Dataset rows on where objects appear

[START]

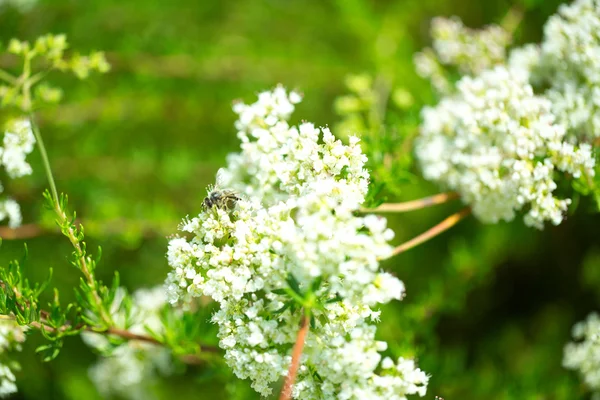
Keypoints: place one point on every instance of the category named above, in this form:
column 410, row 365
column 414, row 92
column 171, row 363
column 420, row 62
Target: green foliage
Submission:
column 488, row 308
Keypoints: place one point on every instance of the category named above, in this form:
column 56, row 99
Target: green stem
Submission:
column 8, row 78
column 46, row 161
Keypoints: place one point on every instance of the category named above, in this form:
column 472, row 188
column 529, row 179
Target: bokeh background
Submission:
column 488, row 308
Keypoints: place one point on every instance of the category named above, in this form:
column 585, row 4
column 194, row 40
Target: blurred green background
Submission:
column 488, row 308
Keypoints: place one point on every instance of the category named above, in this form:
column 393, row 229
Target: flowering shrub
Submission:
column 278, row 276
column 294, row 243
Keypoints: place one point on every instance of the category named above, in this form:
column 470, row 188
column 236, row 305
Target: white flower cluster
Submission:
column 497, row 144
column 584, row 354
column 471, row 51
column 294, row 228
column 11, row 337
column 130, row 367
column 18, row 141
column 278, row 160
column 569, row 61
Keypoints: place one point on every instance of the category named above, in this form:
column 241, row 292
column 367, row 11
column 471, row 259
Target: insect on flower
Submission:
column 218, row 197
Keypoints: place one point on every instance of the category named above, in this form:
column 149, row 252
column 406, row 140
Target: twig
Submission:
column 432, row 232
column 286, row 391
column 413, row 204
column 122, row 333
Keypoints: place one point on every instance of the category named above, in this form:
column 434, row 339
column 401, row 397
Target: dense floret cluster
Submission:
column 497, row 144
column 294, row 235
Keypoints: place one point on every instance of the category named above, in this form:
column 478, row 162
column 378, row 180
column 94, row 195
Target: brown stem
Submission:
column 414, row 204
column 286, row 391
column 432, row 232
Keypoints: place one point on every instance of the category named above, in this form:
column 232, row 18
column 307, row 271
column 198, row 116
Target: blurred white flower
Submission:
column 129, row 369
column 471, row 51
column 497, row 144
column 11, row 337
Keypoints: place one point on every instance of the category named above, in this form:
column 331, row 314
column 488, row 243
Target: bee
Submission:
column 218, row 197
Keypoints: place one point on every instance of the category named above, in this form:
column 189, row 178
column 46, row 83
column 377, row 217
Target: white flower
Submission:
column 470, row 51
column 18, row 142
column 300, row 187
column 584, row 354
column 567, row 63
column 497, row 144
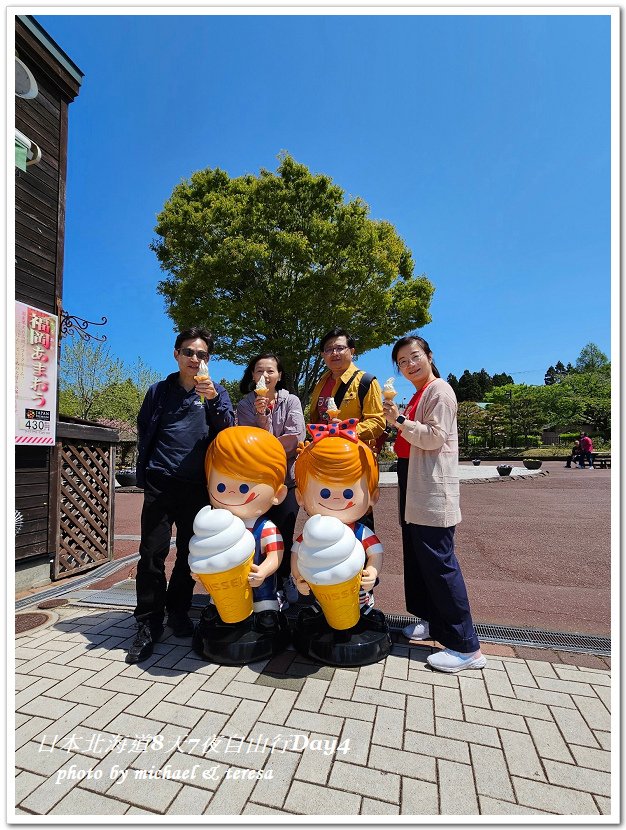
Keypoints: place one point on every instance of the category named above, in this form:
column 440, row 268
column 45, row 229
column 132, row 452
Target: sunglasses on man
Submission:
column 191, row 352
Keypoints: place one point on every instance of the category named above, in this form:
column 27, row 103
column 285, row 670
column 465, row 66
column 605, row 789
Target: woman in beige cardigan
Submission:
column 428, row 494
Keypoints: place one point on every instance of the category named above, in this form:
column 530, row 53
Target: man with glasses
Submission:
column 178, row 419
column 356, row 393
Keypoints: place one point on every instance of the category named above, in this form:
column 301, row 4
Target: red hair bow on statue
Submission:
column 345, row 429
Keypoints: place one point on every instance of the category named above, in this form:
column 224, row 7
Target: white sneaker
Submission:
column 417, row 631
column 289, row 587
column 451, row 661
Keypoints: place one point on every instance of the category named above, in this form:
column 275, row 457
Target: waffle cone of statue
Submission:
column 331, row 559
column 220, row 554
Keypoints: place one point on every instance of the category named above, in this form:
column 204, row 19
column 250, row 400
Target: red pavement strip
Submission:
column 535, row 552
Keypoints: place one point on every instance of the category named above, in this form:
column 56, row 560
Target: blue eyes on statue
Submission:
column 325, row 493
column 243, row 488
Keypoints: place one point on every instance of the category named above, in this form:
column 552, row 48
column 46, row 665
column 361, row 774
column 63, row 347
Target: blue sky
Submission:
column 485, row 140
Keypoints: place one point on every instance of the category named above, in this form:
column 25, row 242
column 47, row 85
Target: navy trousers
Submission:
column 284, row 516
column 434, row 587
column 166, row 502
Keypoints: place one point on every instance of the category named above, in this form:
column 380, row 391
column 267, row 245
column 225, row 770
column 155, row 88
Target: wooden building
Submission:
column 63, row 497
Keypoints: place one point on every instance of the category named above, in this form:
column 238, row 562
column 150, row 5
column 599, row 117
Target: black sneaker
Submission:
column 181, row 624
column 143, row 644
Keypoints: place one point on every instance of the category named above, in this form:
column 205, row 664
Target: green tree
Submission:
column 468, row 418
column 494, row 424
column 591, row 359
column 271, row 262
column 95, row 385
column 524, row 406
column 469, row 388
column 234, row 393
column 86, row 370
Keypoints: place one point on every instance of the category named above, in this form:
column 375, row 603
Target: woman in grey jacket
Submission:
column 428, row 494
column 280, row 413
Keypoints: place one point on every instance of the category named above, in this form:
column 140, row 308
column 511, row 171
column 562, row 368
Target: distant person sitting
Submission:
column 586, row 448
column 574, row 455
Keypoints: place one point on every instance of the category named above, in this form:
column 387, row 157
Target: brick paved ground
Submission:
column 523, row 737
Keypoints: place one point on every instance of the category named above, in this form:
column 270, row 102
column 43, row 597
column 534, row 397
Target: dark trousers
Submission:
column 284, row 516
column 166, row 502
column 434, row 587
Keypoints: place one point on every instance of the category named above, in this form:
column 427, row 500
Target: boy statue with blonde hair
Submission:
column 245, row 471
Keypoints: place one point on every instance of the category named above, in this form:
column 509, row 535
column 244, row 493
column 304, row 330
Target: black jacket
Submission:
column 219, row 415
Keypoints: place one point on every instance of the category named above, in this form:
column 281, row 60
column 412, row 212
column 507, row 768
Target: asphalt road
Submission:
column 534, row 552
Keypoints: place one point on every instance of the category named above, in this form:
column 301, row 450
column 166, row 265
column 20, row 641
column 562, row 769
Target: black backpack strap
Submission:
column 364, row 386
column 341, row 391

[END]

All of the entries above should be copied exactly, except for the pictures.

Keypoints: place one point on every instance of the category named above, in this form:
column 410, row 365
column 414, row 92
column 171, row 363
column 420, row 62
Target: green foliage
Submission:
column 488, row 308
Keypoints: place one point on every instance of the category named above, in this form:
column 56, row 99
Target: green stem
Submission:
column 8, row 78
column 46, row 161
Keypoints: place one point on every instance of the category named above, in this form:
column 472, row 188
column 529, row 179
Target: bokeh background
Submission:
column 488, row 308
Keypoints: place one point on every instance of the category named above, in this form:
column 585, row 4
column 194, row 40
Target: blurred green background
Submission:
column 488, row 308
Keypoints: place one point on every instance of the category named above, in this form:
column 393, row 229
Target: flowering shrub
Submission:
column 278, row 276
column 294, row 243
Keypoints: place one point on every instance of the category named above, in this form:
column 470, row 188
column 236, row 305
Target: white flower cluster
Submission:
column 497, row 144
column 584, row 354
column 471, row 51
column 294, row 228
column 11, row 337
column 130, row 367
column 18, row 141
column 278, row 160
column 569, row 61
Keypoints: place one point on every instance of the category named above, in this form:
column 241, row 292
column 367, row 11
column 471, row 259
Target: insect on flower
Submission:
column 218, row 197
Keypoints: place one point on every instance of the category named above, in this form:
column 149, row 252
column 406, row 140
Target: twig
Submission:
column 432, row 232
column 286, row 391
column 413, row 204
column 122, row 333
Keypoints: place one point on every instance of the category named above, in this form:
column 434, row 339
column 401, row 397
Target: dense floret cluster
Submission:
column 497, row 144
column 294, row 235
Keypoints: place one point on every instance of the category named above, in this form:
column 478, row 162
column 378, row 180
column 94, row 195
Target: brown stem
Submission:
column 414, row 204
column 286, row 391
column 432, row 232
Keypoints: place one point on every instance of the category named above, in this form:
column 232, row 18
column 307, row 271
column 198, row 116
Target: blurred white flower
Submission:
column 129, row 369
column 471, row 51
column 497, row 144
column 11, row 337
Keypoints: place one point on every instance of the category named above, in this form:
column 331, row 314
column 488, row 243
Target: bee
Submission:
column 218, row 197
Keypoints: place one point on every instance of the category named above, in this form:
column 189, row 178
column 46, row 83
column 377, row 217
Target: white flower
Submission:
column 470, row 51
column 18, row 142
column 300, row 187
column 584, row 354
column 567, row 63
column 497, row 144
Keypoints: place one point on every instance of the category named above, in this form:
column 440, row 268
column 45, row 229
column 132, row 452
Target: sunglasses on man
Submission:
column 191, row 352
Keypoints: place one point on every instance of the category named above, in this form:
column 27, row 103
column 285, row 670
column 465, row 66
column 605, row 789
Target: woman in beige cardigan
Submission:
column 428, row 494
Keypoints: place one point on every instance of the category named above, in this form:
column 530, row 53
Target: man with glasses
Submission:
column 178, row 419
column 356, row 393
Keypoints: place one point on every instance of the category named above, in this form:
column 301, row 4
Target: red hair bow on statue
Submission:
column 345, row 429
Keypoints: place one point on every instance of the category named above, in this form:
column 224, row 7
Target: white sneaker
Submission:
column 417, row 631
column 289, row 587
column 451, row 661
Keypoints: place one point on every instance of the category named above, in this form:
column 275, row 457
Target: waffle cone of statue
Submission:
column 331, row 559
column 220, row 554
Keypoints: place one point on every instance of the category named above, in this form:
column 204, row 19
column 250, row 400
Target: red pavement strip
Submission:
column 535, row 552
Keypoints: place one point on every instance of the category named above, in this form:
column 56, row 560
Target: blue eyes on statue
Submission:
column 325, row 493
column 243, row 488
Keypoints: place one point on every instance of the category named above, in this form:
column 552, row 48
column 46, row 665
column 361, row 774
column 63, row 347
Target: blue sky
Submission:
column 485, row 140
Keypoints: place one point on every instance of the category named above, in this form:
column 25, row 242
column 47, row 85
Target: navy trousers
Submission:
column 284, row 516
column 434, row 587
column 166, row 502
Keypoints: place one point on every instance of the category named above, in this form:
column 380, row 391
column 267, row 245
column 225, row 770
column 155, row 88
Target: wooden building
Submission:
column 63, row 497
Keypoints: place one point on every instance of the category named above, in this form:
column 238, row 562
column 150, row 5
column 599, row 117
Target: black sneaker
Submission:
column 181, row 624
column 143, row 644
Keypoints: place one point on every instance of the category named above, in this form:
column 205, row 664
Target: green tree
Submission:
column 468, row 418
column 494, row 424
column 591, row 359
column 271, row 262
column 95, row 385
column 524, row 406
column 469, row 388
column 234, row 393
column 86, row 370
Keypoints: place one point on every instance of the category named above, in this form:
column 375, row 603
Target: woman in grey jacket
Submission:
column 428, row 494
column 280, row 413
Keypoints: place one point on every instance of the category named above, in this form:
column 140, row 308
column 511, row 171
column 562, row 368
Target: distant person sitting
Submission:
column 586, row 448
column 574, row 455
Keypoints: place one point on every instance of the category named above, in this form:
column 387, row 157
Target: brick paved ground
Submission:
column 523, row 737
Keypoints: place one point on every instance of the category named above, in this form:
column 270, row 102
column 43, row 597
column 534, row 397
Target: dark trousers
Submission:
column 284, row 516
column 166, row 502
column 434, row 587
Keypoints: place one point on every instance of the category named above, in this form:
column 427, row 500
Target: boy statue with blonde hair
Submission:
column 245, row 471
Keypoints: place one point on every instance of the category named above, in this form:
column 509, row 535
column 244, row 493
column 304, row 330
Target: black jacket
Submission:
column 219, row 415
Keypoints: place one point on every instance of the category named above, in this form:
column 281, row 60
column 412, row 212
column 507, row 768
Target: asphalt road
Submission:
column 534, row 552
Keypoints: place one point on every instance of the category named above, in this form:
column 301, row 450
column 166, row 265
column 20, row 641
column 562, row 769
Target: black backpack strap
Submission:
column 364, row 386
column 341, row 391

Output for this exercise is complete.